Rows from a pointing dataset
--------------------------------------------------

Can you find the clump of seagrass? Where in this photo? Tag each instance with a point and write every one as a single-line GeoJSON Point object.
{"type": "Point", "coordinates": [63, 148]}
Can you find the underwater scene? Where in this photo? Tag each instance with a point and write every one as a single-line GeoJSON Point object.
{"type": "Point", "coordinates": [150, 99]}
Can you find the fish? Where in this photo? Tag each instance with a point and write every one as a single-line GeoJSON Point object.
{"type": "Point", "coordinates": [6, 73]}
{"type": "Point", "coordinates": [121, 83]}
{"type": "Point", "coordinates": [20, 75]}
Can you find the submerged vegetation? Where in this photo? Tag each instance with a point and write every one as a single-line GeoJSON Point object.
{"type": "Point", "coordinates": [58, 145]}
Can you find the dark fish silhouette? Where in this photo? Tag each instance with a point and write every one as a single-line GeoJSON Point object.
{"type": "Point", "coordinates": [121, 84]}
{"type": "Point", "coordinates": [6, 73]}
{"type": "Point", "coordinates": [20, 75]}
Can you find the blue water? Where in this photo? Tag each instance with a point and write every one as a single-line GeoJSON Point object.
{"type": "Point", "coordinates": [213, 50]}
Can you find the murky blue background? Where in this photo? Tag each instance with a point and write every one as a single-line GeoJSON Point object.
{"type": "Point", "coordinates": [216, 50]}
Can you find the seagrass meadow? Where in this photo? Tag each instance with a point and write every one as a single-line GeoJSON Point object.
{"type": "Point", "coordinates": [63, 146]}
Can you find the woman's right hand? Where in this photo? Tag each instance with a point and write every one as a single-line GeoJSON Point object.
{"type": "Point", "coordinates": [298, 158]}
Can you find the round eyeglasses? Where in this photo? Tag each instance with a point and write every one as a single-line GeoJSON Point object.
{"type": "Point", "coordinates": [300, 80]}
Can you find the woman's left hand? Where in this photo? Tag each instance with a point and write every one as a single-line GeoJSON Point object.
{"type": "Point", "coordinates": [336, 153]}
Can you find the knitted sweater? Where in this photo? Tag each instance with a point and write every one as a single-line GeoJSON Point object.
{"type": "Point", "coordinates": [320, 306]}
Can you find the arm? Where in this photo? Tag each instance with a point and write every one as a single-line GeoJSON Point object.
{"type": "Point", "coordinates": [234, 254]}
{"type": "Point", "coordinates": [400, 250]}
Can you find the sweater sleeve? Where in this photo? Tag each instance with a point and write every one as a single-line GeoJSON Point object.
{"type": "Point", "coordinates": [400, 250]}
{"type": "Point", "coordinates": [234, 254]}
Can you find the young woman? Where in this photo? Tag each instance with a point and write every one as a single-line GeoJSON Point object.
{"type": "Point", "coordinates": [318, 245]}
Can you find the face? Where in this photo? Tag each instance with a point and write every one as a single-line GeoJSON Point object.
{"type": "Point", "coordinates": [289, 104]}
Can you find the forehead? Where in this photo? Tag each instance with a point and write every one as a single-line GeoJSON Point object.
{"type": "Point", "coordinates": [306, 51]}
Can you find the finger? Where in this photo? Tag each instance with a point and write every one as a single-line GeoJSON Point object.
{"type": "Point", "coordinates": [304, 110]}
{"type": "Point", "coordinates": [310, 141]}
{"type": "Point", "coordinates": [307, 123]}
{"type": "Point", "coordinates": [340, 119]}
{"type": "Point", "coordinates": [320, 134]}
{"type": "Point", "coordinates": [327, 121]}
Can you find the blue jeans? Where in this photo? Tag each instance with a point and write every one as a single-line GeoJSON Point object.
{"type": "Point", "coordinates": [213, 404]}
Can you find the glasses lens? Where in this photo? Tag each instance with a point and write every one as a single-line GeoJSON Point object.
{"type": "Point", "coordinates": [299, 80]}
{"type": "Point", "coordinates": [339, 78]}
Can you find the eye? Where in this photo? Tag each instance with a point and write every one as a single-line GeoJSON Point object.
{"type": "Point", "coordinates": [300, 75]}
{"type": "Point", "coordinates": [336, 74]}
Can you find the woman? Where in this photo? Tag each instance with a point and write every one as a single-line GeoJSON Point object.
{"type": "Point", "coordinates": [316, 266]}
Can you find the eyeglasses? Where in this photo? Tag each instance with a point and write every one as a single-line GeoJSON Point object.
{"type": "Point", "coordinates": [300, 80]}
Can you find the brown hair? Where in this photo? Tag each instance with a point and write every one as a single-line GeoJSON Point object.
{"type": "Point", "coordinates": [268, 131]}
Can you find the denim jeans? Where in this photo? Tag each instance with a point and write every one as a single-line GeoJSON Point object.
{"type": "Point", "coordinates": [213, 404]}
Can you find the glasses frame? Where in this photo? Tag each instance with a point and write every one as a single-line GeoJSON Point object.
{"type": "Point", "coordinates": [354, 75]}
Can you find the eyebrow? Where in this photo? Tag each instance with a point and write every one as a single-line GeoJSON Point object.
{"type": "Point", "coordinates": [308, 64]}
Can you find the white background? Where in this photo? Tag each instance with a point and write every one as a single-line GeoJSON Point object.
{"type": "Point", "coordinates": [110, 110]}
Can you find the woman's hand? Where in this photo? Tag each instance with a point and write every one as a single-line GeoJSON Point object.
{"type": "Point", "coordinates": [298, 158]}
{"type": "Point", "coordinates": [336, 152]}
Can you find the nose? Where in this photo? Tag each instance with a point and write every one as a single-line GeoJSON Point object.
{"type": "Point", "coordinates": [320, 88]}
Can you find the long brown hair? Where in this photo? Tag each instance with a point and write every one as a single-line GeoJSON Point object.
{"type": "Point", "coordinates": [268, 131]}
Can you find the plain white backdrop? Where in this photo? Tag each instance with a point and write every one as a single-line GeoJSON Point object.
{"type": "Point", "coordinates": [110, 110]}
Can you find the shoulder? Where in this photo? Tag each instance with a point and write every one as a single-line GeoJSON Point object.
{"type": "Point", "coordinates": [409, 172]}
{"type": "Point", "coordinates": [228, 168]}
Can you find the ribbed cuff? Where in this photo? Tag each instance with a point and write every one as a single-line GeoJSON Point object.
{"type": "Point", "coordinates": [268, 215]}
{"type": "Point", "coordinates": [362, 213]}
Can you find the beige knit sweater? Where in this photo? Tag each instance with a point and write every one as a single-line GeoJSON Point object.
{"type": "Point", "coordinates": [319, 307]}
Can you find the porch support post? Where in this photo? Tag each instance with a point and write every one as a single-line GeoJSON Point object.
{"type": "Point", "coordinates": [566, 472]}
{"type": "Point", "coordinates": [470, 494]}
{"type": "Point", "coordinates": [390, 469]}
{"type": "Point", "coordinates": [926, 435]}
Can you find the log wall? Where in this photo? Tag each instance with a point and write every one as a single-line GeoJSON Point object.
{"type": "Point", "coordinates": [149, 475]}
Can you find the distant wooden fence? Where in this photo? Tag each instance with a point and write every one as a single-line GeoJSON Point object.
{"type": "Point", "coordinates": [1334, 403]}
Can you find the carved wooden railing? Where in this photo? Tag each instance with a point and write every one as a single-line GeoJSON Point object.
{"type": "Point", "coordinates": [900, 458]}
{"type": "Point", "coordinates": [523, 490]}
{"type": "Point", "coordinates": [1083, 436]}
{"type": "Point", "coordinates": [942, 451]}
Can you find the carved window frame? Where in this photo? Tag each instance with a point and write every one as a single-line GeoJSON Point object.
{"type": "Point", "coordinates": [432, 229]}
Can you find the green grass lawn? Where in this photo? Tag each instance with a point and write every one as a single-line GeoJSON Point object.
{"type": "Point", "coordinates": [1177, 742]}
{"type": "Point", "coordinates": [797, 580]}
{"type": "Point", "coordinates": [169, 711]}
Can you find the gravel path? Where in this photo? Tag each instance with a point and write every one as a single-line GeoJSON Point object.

--------------------------------------------------

Given problem:
Your task is to transcribe the material exactly.

Response below:
Can you find the clump of seagrass? Where in this photo? Tag each instance with a point and write every one as a single-line GeoJSON Point object.
{"type": "Point", "coordinates": [63, 148]}
Can you find the underwater scene? Where in this photo? Tag each instance with a point and write every one as a single-line GeoJSON Point object.
{"type": "Point", "coordinates": [150, 99]}
Can you find the fish? Where in this photo? Tag each instance with a point and write every one as a single-line GeoJSON Point object.
{"type": "Point", "coordinates": [6, 73]}
{"type": "Point", "coordinates": [121, 83]}
{"type": "Point", "coordinates": [20, 75]}
Can you find the submerged vegetation? Where in this photo? Tag each instance with a point and write every one as a single-line GeoJSON Point object.
{"type": "Point", "coordinates": [58, 145]}
Can you find the dark fish silhouette? Where in this photo? Tag each instance with a point and write every one as a single-line GeoJSON Point object.
{"type": "Point", "coordinates": [121, 84]}
{"type": "Point", "coordinates": [6, 73]}
{"type": "Point", "coordinates": [20, 75]}
Can you find the blue water? Where in this photo? Tag each instance with a point and write every one as a single-line GeoJSON Point object.
{"type": "Point", "coordinates": [213, 50]}
Can you find the murky blue background? Where in this photo? Tag each instance with a point and write every one as a single-line GeoJSON Point object.
{"type": "Point", "coordinates": [216, 50]}
Can you find the seagrass meadow? Where in this photo? Tag each instance with a point and write every one as a single-line GeoJSON Point object.
{"type": "Point", "coordinates": [63, 146]}
Can you find the woman's right hand? Where in this photo? Tag each instance with a point and write every one as a single-line GeoJSON Point object.
{"type": "Point", "coordinates": [298, 158]}
Can you find the round eyeglasses? Where in this photo? Tag each instance with a point and write every one as a single-line GeoJSON Point object.
{"type": "Point", "coordinates": [300, 80]}
Can you find the woman's left hand? Where in this photo? Tag each instance with a point and write every one as a single-line GeoJSON Point object.
{"type": "Point", "coordinates": [336, 153]}
Can you find the knitted sweater? Where in this photo? Tag each instance with a point and write every one as a single-line GeoJSON Point object.
{"type": "Point", "coordinates": [320, 306]}
Can you find the arm? Where in this photo? Tag each instance with a point and write every one as a single-line GeoJSON Point object.
{"type": "Point", "coordinates": [234, 254]}
{"type": "Point", "coordinates": [400, 250]}
Can you find the sweater sleeve? Where in this photo? Tag each instance with a point and write every one as a single-line GeoJSON Point object.
{"type": "Point", "coordinates": [400, 250]}
{"type": "Point", "coordinates": [234, 254]}
Can you find the young woman? Where in this photo? Tag each instance with a point and write every one as a single-line GeoJSON Point object.
{"type": "Point", "coordinates": [318, 245]}
Can you find the face? Where in this photo? Tag each instance with a point and write every one as a single-line GeoJSON Point object.
{"type": "Point", "coordinates": [289, 104]}
Can you find the forehead? Where in this photo? Tag each instance with a point and write every one as a single-line GeoJSON Point object.
{"type": "Point", "coordinates": [306, 51]}
Can you find the finger? Where in this photo? Tag each instance with a point and write every one as a single-line GeoJSON Point object.
{"type": "Point", "coordinates": [304, 110]}
{"type": "Point", "coordinates": [310, 141]}
{"type": "Point", "coordinates": [307, 123]}
{"type": "Point", "coordinates": [340, 119]}
{"type": "Point", "coordinates": [320, 134]}
{"type": "Point", "coordinates": [327, 121]}
Can you find the blue jeans? Where in this photo? Tag each instance with a point and write every one as a single-line GeoJSON Point object.
{"type": "Point", "coordinates": [213, 404]}
Can you find the glasses lens? Where in this photo? Tag each instance with a point and write every one as a single-line GeoJSON Point object.
{"type": "Point", "coordinates": [299, 80]}
{"type": "Point", "coordinates": [339, 78]}
Can you find the eye? Where in this photo? Tag each instance with a point and write every one as a single-line GeoJSON Point object.
{"type": "Point", "coordinates": [300, 75]}
{"type": "Point", "coordinates": [336, 74]}
Can you find the woman? Where in this photo? Tag each instance with a point and write every one as a single-line GeoJSON Point object.
{"type": "Point", "coordinates": [316, 266]}
Can you find the eyeglasses? Where in this photo? Tag each instance with a point and write every one as a single-line GeoJSON Point object.
{"type": "Point", "coordinates": [300, 80]}
Can you find the brown hair? Where in this photo? Tag each instance with a point and write every one as a single-line GeoJSON Point object.
{"type": "Point", "coordinates": [268, 131]}
Can you find the denim jeans? Where in this photo? Tag each instance with a point and write every one as a single-line GeoJSON Point object.
{"type": "Point", "coordinates": [213, 404]}
Can you find the glasses frame? Where in this photo? Tag each instance with a point and write every one as a single-line GeoJSON Point object.
{"type": "Point", "coordinates": [354, 75]}
Can you find the eyebrow? Where in this photo? Tag each instance with a point and write every one as a single-line GeoJSON Point object.
{"type": "Point", "coordinates": [308, 64]}
Can you find the white background? Where in this photo? Tag each instance with a point and write every one as a single-line GeoJSON Point object.
{"type": "Point", "coordinates": [110, 110]}
Can you find the woman's hand? Where in this photo? Tag each instance with a point and write every one as a single-line GeoJSON Point object.
{"type": "Point", "coordinates": [298, 158]}
{"type": "Point", "coordinates": [336, 152]}
Can you find the nose? Where in this photo? Tag each instance with a point and write every one as a single-line GeoJSON Point object.
{"type": "Point", "coordinates": [320, 88]}
Can you find the long brown hair? Where in this photo? Tag each instance with a point and write every one as a single-line GeoJSON Point object.
{"type": "Point", "coordinates": [268, 131]}
Can you find the plain white backdrop? Where in this photo? Tag each instance with a point and write every one as a single-line GeoJSON Point object.
{"type": "Point", "coordinates": [110, 110]}
Can you find the shoulder? Where in this photo? Tag each instance with a point and write every one as a single-line GeoJSON Point object.
{"type": "Point", "coordinates": [409, 172]}
{"type": "Point", "coordinates": [228, 168]}
Can you find the ribbed cuff? Where in this photo? Tag each instance with a point and write every one as a single-line GeoJSON Point object.
{"type": "Point", "coordinates": [268, 215]}
{"type": "Point", "coordinates": [362, 213]}
Can you find the beige knit sweater? Where in this photo? Tag each instance with a point and write every one as a single-line GeoJSON Point object.
{"type": "Point", "coordinates": [319, 307]}
Can you find the porch support post? Where in this photo? Tag each instance with a point and write every one as a single-line GeoJSON Point object.
{"type": "Point", "coordinates": [566, 472]}
{"type": "Point", "coordinates": [470, 494]}
{"type": "Point", "coordinates": [390, 469]}
{"type": "Point", "coordinates": [926, 435]}
Can you find the log wall? Where in this photo? Tag each instance with a point and write every one as a single-line GeoJSON Point object.
{"type": "Point", "coordinates": [149, 475]}
Can you find the distant wooden fence? Where in this photo? Tag each instance with a point and write every one as a single-line GeoJSON Point object.
{"type": "Point", "coordinates": [1334, 403]}
Can you find the carved wooden railing? Where in this photo? Tag each instance with a point and write every one as a single-line GeoJSON Point object.
{"type": "Point", "coordinates": [900, 458]}
{"type": "Point", "coordinates": [523, 490]}
{"type": "Point", "coordinates": [1083, 436]}
{"type": "Point", "coordinates": [942, 451]}
Can you find the carved window frame? Where in this photo? Tag each instance with a point and write every one as a single-line GeoJSON Point object.
{"type": "Point", "coordinates": [432, 229]}
Can you find the green grass lawn? Where in this photo? Tag each instance with a point and write every one as a single-line GeoJSON Point object.
{"type": "Point", "coordinates": [1177, 742]}
{"type": "Point", "coordinates": [797, 580]}
{"type": "Point", "coordinates": [169, 711]}
Can you find the gravel path? Where in this photo? Tag each instance with a point and write every one as a single-line GeoJSON Point object.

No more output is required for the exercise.